▸ **Goal of the exercise**:
Reproduce the records from the start through the line containing "[[323, 899]]", inclusive, swapping "marker" for "point" and keeping everything else the same.

Recorded data:
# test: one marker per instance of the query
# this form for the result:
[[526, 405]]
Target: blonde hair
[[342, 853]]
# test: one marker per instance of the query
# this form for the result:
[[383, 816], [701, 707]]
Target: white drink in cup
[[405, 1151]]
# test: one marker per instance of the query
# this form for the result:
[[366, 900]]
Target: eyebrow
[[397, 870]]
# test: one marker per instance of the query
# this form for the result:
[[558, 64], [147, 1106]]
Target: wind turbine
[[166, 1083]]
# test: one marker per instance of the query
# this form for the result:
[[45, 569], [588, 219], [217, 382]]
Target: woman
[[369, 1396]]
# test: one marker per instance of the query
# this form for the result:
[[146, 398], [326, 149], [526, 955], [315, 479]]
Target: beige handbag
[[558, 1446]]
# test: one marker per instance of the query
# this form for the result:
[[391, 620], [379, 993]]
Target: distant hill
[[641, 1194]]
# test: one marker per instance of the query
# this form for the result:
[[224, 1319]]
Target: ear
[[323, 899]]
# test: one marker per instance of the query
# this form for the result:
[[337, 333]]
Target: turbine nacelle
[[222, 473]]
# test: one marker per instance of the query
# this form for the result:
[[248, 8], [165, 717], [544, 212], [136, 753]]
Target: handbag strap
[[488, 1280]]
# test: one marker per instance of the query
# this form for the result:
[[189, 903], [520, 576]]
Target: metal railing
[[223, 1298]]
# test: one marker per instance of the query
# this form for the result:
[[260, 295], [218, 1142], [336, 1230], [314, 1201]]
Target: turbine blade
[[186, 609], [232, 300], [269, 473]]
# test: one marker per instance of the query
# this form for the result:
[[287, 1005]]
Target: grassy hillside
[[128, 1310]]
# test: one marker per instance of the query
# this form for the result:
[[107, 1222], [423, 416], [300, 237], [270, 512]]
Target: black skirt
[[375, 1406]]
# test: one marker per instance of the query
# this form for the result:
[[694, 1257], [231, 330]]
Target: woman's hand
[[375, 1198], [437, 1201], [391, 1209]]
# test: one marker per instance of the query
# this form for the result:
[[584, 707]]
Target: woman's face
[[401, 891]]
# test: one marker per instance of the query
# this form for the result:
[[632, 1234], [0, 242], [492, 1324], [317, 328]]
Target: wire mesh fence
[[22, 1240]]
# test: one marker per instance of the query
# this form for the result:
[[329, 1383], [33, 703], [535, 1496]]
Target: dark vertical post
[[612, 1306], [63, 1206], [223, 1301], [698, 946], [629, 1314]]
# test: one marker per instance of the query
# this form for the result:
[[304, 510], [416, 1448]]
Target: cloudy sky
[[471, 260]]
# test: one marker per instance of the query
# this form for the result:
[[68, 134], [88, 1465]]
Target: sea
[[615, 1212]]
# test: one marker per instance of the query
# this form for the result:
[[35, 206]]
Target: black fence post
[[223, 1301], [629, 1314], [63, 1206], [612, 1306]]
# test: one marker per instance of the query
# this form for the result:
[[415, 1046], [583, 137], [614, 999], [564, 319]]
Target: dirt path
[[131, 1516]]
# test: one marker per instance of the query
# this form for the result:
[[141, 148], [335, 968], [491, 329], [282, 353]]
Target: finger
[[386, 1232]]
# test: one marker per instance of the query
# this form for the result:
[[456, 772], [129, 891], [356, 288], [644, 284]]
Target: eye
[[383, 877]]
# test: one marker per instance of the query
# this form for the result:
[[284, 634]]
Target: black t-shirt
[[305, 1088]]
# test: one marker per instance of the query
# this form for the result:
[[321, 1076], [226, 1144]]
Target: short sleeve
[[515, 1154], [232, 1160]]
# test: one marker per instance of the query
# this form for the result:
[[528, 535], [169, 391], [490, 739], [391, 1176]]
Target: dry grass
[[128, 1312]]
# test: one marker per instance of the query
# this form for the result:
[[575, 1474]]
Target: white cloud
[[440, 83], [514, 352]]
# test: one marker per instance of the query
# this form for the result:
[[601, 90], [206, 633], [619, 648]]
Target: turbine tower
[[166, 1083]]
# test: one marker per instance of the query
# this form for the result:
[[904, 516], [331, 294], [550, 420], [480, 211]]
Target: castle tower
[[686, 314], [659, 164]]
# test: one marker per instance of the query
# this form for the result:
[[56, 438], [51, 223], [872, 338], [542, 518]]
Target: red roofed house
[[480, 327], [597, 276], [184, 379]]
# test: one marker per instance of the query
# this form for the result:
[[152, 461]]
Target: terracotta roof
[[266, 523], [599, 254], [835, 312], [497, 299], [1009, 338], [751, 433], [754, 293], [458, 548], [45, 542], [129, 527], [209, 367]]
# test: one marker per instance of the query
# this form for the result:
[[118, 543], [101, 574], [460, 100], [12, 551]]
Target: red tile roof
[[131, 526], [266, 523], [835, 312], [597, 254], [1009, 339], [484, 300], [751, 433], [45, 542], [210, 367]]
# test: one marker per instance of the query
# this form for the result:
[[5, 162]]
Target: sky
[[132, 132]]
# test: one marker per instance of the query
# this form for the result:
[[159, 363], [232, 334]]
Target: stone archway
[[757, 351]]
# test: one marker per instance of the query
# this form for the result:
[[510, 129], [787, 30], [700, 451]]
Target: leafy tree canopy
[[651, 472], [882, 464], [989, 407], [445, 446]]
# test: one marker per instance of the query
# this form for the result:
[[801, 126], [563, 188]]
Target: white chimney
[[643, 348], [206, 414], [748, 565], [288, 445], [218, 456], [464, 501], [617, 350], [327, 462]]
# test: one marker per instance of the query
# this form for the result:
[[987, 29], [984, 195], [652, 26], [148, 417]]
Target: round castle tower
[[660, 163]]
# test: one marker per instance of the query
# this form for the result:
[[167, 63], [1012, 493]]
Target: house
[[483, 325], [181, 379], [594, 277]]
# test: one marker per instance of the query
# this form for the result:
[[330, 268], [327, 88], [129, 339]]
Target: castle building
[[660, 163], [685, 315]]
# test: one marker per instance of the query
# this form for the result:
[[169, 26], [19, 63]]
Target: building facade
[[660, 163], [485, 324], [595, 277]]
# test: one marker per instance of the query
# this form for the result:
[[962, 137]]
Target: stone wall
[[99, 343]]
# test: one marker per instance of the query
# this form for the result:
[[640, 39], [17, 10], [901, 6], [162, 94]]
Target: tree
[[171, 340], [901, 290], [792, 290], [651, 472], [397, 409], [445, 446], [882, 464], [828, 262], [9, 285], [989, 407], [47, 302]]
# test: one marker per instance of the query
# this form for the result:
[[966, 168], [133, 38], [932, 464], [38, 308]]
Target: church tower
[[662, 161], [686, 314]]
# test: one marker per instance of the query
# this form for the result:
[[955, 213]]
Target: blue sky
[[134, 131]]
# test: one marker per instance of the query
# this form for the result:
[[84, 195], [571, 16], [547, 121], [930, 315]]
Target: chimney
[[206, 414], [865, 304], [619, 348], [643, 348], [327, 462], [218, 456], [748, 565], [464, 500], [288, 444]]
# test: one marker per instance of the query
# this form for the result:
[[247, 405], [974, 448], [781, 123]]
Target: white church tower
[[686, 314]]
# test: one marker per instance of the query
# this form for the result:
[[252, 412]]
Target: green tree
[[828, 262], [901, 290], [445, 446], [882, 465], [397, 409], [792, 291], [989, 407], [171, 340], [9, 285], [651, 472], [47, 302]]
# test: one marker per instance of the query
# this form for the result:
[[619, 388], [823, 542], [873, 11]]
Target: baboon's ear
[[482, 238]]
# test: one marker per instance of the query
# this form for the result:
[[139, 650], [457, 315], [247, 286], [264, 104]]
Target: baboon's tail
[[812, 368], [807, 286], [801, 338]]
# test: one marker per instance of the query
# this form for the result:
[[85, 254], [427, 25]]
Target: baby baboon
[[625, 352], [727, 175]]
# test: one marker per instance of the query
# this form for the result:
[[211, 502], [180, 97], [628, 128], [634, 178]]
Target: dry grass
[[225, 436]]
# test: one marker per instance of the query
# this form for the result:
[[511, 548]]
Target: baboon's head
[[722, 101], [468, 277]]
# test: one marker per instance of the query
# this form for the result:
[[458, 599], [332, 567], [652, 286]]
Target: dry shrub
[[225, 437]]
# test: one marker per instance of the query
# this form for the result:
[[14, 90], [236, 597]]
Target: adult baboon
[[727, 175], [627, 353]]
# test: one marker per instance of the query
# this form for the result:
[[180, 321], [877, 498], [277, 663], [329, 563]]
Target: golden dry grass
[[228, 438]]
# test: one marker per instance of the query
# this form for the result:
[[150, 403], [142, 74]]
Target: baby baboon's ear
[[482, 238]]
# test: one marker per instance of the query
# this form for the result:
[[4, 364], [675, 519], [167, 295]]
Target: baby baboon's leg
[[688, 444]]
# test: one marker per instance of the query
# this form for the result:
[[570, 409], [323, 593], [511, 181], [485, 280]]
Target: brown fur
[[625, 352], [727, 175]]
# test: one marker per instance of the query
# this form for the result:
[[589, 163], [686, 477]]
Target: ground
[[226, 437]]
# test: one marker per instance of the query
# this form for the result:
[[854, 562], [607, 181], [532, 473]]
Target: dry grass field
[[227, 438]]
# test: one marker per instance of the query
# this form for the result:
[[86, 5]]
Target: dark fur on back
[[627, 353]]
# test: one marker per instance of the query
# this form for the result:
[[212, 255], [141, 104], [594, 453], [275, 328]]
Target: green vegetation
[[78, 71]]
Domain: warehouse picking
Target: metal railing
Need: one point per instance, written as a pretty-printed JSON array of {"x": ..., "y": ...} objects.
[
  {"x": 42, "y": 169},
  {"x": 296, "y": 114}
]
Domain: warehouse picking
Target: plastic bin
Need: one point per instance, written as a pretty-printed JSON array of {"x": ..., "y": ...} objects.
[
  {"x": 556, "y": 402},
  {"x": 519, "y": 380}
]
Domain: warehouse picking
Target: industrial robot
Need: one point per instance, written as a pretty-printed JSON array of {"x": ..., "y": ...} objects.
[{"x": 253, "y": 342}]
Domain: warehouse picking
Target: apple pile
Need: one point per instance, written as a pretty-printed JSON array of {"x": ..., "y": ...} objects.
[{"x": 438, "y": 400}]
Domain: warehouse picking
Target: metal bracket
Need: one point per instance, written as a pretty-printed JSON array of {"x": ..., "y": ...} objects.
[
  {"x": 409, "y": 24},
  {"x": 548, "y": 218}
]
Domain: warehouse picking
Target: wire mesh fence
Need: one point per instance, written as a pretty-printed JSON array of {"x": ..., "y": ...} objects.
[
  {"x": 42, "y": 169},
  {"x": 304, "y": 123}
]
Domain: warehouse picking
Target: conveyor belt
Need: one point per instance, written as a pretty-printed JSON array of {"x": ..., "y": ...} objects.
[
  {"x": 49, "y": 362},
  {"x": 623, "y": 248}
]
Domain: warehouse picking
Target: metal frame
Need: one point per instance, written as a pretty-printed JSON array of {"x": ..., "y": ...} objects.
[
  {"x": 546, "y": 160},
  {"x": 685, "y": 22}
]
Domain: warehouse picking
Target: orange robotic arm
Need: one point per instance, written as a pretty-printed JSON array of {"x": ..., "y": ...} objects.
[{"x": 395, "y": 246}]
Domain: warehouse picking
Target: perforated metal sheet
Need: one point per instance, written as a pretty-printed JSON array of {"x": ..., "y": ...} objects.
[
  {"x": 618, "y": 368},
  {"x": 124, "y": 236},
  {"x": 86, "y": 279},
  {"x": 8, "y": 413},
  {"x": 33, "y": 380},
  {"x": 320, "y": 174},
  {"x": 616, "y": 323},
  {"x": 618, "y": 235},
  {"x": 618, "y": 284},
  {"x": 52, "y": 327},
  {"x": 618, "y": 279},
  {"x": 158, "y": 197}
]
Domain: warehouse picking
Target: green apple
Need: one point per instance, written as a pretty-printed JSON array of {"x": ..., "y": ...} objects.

▸ **Answer for this exercise**:
# test: one point per instance of the query
# this form for the result:
[[526, 405]]
Target: blonde hair
[[342, 853]]
# test: one point per instance of the query
# this form for the result:
[[383, 816], [701, 707]]
Target: white drink in cup
[[405, 1151]]
# test: one point per instance of the query
# this form for the result:
[[366, 900]]
Target: eyebrow
[[397, 870]]
# test: one point per instance of the query
# this form for the result:
[[558, 64], [147, 1106]]
Target: wind turbine
[[166, 1083]]
# test: one point per instance of the query
# this form for the result:
[[45, 569], [588, 219], [217, 382]]
Target: woman
[[369, 1396]]
# test: one point per instance of the query
# this form for the result:
[[146, 398], [326, 149], [526, 955], [315, 479]]
Target: beige handbag
[[558, 1446]]
# test: one point per instance of the query
# this form for the result:
[[391, 620], [379, 993]]
Target: distant hill
[[641, 1194]]
# test: one point per instance of the query
# this form for the result:
[[224, 1319]]
Target: ear
[[323, 899]]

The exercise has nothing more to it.